_Exercise task_:
Could you rewrite the listing below, switching every "bounding box" to "enclosing rectangle" and leaving all else unchanged?

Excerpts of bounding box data
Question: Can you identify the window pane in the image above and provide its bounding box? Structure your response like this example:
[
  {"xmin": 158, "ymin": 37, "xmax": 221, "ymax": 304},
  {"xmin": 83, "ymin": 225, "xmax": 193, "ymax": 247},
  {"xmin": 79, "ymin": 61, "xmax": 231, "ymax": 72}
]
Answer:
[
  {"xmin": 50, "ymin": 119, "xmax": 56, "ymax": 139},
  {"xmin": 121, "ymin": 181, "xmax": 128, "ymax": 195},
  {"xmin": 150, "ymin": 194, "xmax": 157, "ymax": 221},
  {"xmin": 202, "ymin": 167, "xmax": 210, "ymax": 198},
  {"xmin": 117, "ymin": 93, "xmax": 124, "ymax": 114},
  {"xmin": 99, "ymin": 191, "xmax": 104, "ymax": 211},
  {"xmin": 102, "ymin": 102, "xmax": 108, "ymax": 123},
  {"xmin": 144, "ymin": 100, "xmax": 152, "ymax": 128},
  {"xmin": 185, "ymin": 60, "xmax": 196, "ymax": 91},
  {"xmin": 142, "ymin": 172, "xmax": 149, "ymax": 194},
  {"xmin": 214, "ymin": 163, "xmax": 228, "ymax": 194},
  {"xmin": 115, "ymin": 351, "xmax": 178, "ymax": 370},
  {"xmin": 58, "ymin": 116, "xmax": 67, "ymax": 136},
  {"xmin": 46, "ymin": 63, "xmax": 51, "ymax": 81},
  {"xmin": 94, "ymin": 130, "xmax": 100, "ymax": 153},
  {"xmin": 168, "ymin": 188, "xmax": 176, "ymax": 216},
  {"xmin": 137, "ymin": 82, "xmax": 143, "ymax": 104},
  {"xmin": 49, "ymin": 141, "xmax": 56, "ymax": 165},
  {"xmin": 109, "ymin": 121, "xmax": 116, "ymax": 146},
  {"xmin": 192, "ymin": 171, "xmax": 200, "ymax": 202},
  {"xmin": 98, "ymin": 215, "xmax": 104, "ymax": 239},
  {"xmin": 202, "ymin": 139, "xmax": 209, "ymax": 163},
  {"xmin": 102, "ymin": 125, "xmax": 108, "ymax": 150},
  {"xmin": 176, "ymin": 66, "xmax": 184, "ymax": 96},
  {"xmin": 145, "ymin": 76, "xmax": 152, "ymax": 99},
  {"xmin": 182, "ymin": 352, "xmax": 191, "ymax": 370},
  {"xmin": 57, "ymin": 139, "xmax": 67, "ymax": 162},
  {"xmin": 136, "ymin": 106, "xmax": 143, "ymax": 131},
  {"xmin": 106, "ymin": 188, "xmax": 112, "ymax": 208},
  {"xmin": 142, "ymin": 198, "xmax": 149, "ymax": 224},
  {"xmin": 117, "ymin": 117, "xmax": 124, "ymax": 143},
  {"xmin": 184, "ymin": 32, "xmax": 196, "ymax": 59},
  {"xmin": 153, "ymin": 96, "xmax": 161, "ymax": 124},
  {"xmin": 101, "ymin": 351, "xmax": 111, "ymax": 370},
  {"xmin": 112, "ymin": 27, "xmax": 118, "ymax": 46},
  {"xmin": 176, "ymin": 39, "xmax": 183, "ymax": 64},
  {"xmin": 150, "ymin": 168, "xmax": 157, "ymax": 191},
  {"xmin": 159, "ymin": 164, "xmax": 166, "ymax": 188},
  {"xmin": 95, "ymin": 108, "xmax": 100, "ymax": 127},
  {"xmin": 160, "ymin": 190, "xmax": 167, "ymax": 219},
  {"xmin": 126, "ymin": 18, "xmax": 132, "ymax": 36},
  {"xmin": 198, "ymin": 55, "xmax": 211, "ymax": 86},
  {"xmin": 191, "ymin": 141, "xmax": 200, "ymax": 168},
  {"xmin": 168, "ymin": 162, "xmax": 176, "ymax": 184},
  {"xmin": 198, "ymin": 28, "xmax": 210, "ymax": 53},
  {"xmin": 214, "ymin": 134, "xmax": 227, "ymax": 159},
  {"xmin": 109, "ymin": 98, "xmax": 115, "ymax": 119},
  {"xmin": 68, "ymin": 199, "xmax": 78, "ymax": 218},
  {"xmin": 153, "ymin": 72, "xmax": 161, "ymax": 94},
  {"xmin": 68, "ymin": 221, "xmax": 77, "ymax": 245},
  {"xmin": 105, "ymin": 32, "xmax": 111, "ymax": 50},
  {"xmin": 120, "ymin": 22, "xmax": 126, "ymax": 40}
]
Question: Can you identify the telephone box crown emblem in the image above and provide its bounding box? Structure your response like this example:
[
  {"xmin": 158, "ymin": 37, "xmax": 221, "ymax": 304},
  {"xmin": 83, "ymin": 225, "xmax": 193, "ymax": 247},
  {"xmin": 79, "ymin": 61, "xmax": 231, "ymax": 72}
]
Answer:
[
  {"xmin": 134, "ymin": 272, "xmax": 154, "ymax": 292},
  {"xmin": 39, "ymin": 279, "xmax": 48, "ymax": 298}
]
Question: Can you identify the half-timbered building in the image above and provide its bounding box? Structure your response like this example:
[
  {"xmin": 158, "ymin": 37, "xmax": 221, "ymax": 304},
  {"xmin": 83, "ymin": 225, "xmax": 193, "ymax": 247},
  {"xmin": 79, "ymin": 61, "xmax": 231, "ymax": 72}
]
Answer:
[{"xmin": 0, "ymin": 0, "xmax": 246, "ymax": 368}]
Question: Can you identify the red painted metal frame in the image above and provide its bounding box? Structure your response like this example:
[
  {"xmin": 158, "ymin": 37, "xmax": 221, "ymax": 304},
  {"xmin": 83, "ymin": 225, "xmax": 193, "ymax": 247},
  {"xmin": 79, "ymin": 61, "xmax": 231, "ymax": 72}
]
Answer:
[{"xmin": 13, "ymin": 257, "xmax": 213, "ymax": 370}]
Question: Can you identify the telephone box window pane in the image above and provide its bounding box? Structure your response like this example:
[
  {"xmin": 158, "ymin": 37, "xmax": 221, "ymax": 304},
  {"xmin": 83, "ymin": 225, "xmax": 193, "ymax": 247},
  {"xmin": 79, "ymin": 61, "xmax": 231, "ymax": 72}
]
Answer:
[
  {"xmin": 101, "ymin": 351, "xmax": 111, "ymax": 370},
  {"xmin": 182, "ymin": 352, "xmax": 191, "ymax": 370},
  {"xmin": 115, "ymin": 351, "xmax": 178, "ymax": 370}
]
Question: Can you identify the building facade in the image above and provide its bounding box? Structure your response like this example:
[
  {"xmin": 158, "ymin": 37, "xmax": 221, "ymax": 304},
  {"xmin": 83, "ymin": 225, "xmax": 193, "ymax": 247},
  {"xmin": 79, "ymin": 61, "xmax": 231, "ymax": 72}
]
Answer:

_Answer to this problem_:
Question: Can you identify the window pane in the image above and provide its enclosing rectangle? Structure your response like this example:
[
  {"xmin": 158, "ymin": 37, "xmax": 221, "ymax": 304},
  {"xmin": 83, "ymin": 225, "xmax": 193, "ymax": 247},
  {"xmin": 79, "ymin": 61, "xmax": 231, "ymax": 72}
]
Answer:
[
  {"xmin": 50, "ymin": 119, "xmax": 56, "ymax": 139},
  {"xmin": 121, "ymin": 181, "xmax": 128, "ymax": 195},
  {"xmin": 150, "ymin": 194, "xmax": 157, "ymax": 221},
  {"xmin": 202, "ymin": 167, "xmax": 210, "ymax": 198},
  {"xmin": 117, "ymin": 93, "xmax": 124, "ymax": 114},
  {"xmin": 99, "ymin": 191, "xmax": 104, "ymax": 211},
  {"xmin": 102, "ymin": 102, "xmax": 108, "ymax": 123},
  {"xmin": 144, "ymin": 100, "xmax": 152, "ymax": 128},
  {"xmin": 185, "ymin": 60, "xmax": 196, "ymax": 91},
  {"xmin": 142, "ymin": 172, "xmax": 149, "ymax": 194},
  {"xmin": 214, "ymin": 163, "xmax": 228, "ymax": 194},
  {"xmin": 115, "ymin": 351, "xmax": 178, "ymax": 370},
  {"xmin": 58, "ymin": 116, "xmax": 67, "ymax": 136},
  {"xmin": 46, "ymin": 63, "xmax": 51, "ymax": 81},
  {"xmin": 94, "ymin": 130, "xmax": 100, "ymax": 153},
  {"xmin": 168, "ymin": 188, "xmax": 176, "ymax": 216},
  {"xmin": 137, "ymin": 82, "xmax": 143, "ymax": 104},
  {"xmin": 49, "ymin": 141, "xmax": 56, "ymax": 165},
  {"xmin": 109, "ymin": 121, "xmax": 116, "ymax": 146},
  {"xmin": 192, "ymin": 171, "xmax": 200, "ymax": 202},
  {"xmin": 98, "ymin": 215, "xmax": 104, "ymax": 239},
  {"xmin": 202, "ymin": 139, "xmax": 209, "ymax": 163},
  {"xmin": 102, "ymin": 125, "xmax": 108, "ymax": 150},
  {"xmin": 176, "ymin": 66, "xmax": 184, "ymax": 96},
  {"xmin": 145, "ymin": 76, "xmax": 152, "ymax": 99},
  {"xmin": 182, "ymin": 352, "xmax": 191, "ymax": 370},
  {"xmin": 57, "ymin": 139, "xmax": 67, "ymax": 162},
  {"xmin": 136, "ymin": 106, "xmax": 143, "ymax": 131},
  {"xmin": 106, "ymin": 188, "xmax": 112, "ymax": 208},
  {"xmin": 142, "ymin": 198, "xmax": 149, "ymax": 224},
  {"xmin": 117, "ymin": 117, "xmax": 124, "ymax": 143},
  {"xmin": 184, "ymin": 32, "xmax": 196, "ymax": 59},
  {"xmin": 153, "ymin": 96, "xmax": 161, "ymax": 124},
  {"xmin": 101, "ymin": 351, "xmax": 111, "ymax": 370},
  {"xmin": 112, "ymin": 27, "xmax": 118, "ymax": 46},
  {"xmin": 176, "ymin": 39, "xmax": 183, "ymax": 64},
  {"xmin": 150, "ymin": 168, "xmax": 157, "ymax": 191},
  {"xmin": 159, "ymin": 164, "xmax": 166, "ymax": 188},
  {"xmin": 95, "ymin": 108, "xmax": 100, "ymax": 127},
  {"xmin": 160, "ymin": 190, "xmax": 167, "ymax": 219},
  {"xmin": 126, "ymin": 18, "xmax": 132, "ymax": 36},
  {"xmin": 198, "ymin": 55, "xmax": 211, "ymax": 86},
  {"xmin": 191, "ymin": 141, "xmax": 200, "ymax": 168},
  {"xmin": 168, "ymin": 162, "xmax": 176, "ymax": 184},
  {"xmin": 198, "ymin": 28, "xmax": 210, "ymax": 53},
  {"xmin": 214, "ymin": 134, "xmax": 227, "ymax": 159},
  {"xmin": 109, "ymin": 98, "xmax": 115, "ymax": 119},
  {"xmin": 68, "ymin": 199, "xmax": 78, "ymax": 218},
  {"xmin": 153, "ymin": 72, "xmax": 161, "ymax": 94},
  {"xmin": 68, "ymin": 221, "xmax": 77, "ymax": 245},
  {"xmin": 105, "ymin": 32, "xmax": 111, "ymax": 50},
  {"xmin": 120, "ymin": 22, "xmax": 126, "ymax": 40}
]
Question: Can you identify the telephone box crown emblem in the image above and provide its enclosing rectangle? Structure your response like this example:
[
  {"xmin": 158, "ymin": 37, "xmax": 221, "ymax": 304},
  {"xmin": 83, "ymin": 225, "xmax": 193, "ymax": 247},
  {"xmin": 79, "ymin": 61, "xmax": 231, "ymax": 72}
]
Answer:
[
  {"xmin": 134, "ymin": 272, "xmax": 154, "ymax": 292},
  {"xmin": 39, "ymin": 279, "xmax": 48, "ymax": 298}
]
Question: Can you identify the half-timbered building in the image above and provide its enclosing rectangle? Structure your response like this example:
[
  {"xmin": 158, "ymin": 37, "xmax": 221, "ymax": 304},
  {"xmin": 83, "ymin": 225, "xmax": 193, "ymax": 247},
  {"xmin": 79, "ymin": 61, "xmax": 231, "ymax": 72}
]
Answer:
[{"xmin": 0, "ymin": 0, "xmax": 246, "ymax": 368}]
Question: Can you identify the red painted metal frame in the image above and provide its enclosing rectangle? Structure your response like this example:
[
  {"xmin": 158, "ymin": 37, "xmax": 221, "ymax": 304},
  {"xmin": 83, "ymin": 225, "xmax": 193, "ymax": 247},
  {"xmin": 79, "ymin": 61, "xmax": 231, "ymax": 72}
]
Answer:
[{"xmin": 13, "ymin": 257, "xmax": 213, "ymax": 370}]
Question: Can you identify the telephone box window pane in the image above and provide its enclosing rectangle? Structure your response like this example:
[
  {"xmin": 158, "ymin": 37, "xmax": 221, "ymax": 304},
  {"xmin": 83, "ymin": 225, "xmax": 193, "ymax": 247},
  {"xmin": 79, "ymin": 61, "xmax": 231, "ymax": 72}
]
Answer:
[
  {"xmin": 101, "ymin": 351, "xmax": 111, "ymax": 370},
  {"xmin": 182, "ymin": 352, "xmax": 191, "ymax": 370},
  {"xmin": 115, "ymin": 351, "xmax": 178, "ymax": 370}
]
Question: Can you identify the building facade in the image above and provide its enclosing rectangle? Structure your response like this example:
[
  {"xmin": 158, "ymin": 37, "xmax": 221, "ymax": 304},
  {"xmin": 83, "ymin": 225, "xmax": 193, "ymax": 247},
  {"xmin": 79, "ymin": 61, "xmax": 231, "ymax": 72}
]
Answer:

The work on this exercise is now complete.